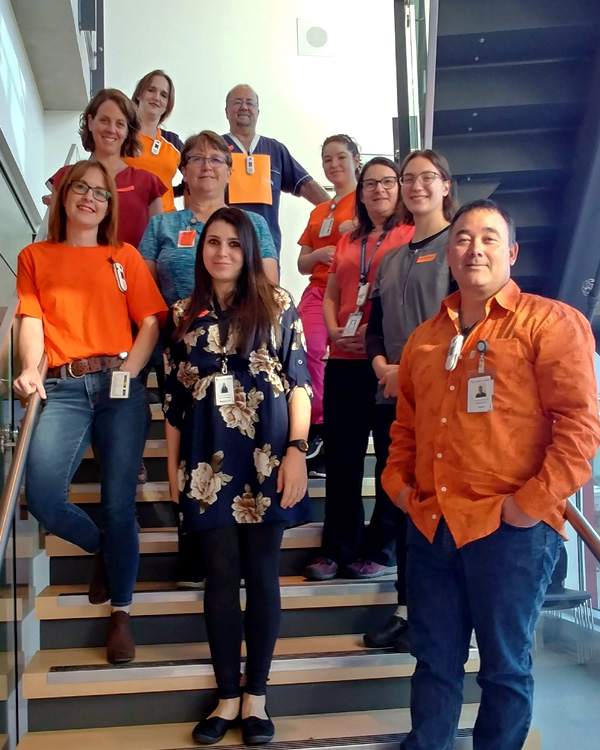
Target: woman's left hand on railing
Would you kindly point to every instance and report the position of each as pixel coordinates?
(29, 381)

____________________

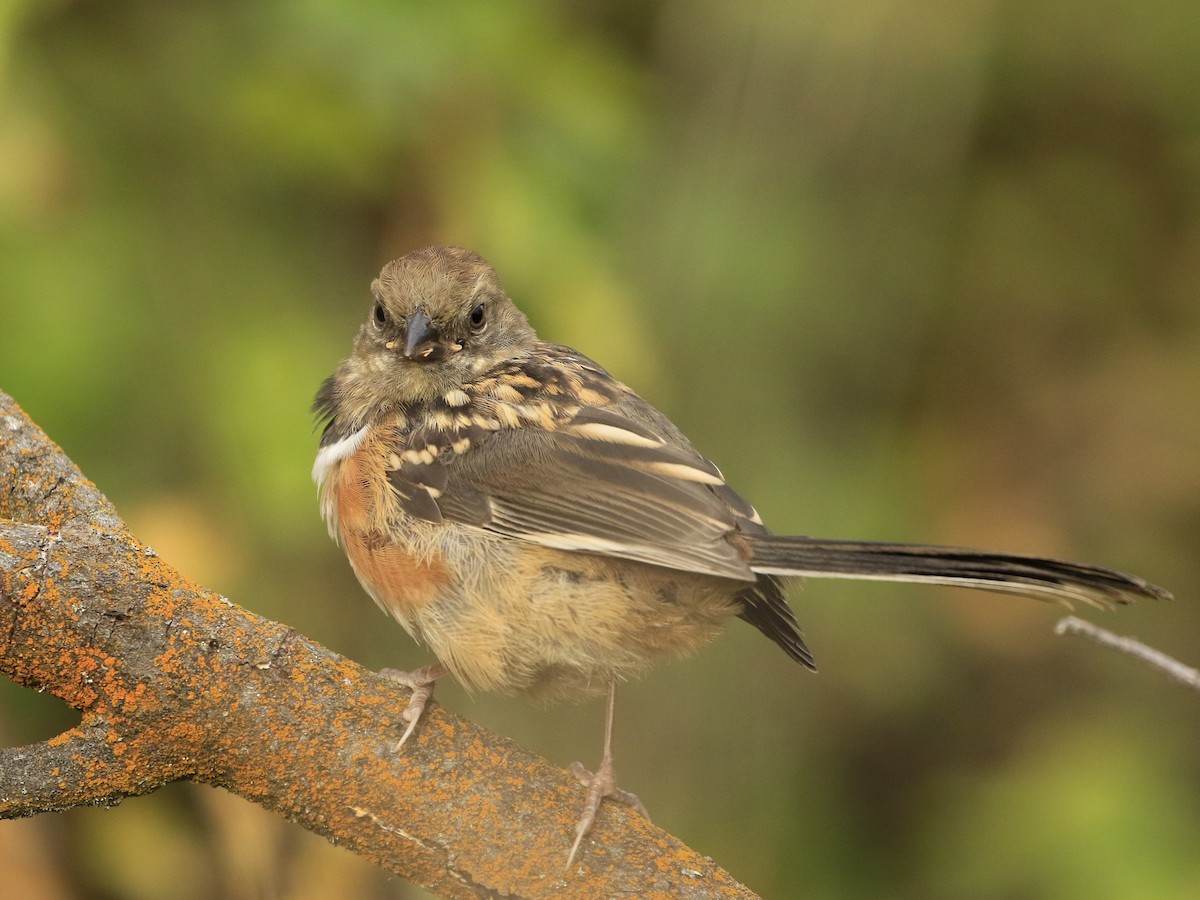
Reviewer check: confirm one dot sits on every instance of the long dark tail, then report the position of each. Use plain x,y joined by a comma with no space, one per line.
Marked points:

____________________

• _The problem_
Pick out every line of the items above that contains the word "position", and copy each such line without alteration.

• _Response to the exercise_
Would you kindly point to every instance and report the position of each as pixel coordinates?
Reviewer check: confirm one dot sits on every instance of the long dark tail, then report the position of each. Use plain x,y joined by a comma with no space, one per line.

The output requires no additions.